Excerpted records:
——————
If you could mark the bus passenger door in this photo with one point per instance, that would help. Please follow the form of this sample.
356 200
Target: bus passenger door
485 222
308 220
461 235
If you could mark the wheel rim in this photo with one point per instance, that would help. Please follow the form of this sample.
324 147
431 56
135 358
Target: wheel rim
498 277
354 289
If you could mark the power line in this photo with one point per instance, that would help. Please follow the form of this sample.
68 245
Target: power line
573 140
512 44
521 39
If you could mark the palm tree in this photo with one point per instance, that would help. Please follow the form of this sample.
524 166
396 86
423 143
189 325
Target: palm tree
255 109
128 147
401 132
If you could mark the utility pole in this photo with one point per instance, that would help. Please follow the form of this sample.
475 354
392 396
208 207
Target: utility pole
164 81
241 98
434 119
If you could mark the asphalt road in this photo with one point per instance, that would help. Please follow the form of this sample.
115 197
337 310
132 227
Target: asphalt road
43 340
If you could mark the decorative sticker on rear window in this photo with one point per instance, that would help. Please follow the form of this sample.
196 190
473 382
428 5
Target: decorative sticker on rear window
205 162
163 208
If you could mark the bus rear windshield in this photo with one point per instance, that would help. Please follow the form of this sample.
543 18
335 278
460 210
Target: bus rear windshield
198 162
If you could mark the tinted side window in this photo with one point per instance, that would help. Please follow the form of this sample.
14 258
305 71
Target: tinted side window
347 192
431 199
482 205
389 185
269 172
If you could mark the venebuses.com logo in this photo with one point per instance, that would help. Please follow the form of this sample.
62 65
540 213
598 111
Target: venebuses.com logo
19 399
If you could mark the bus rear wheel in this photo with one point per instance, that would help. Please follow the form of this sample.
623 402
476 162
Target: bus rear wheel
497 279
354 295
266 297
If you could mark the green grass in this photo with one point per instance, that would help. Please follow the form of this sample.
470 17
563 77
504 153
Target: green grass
——————
Your answer should be the lines of the records that include the word "green".

If you could mark the green grass in this photo with one point per instance, that would help. Please follow the form of this sample.
Target: green grass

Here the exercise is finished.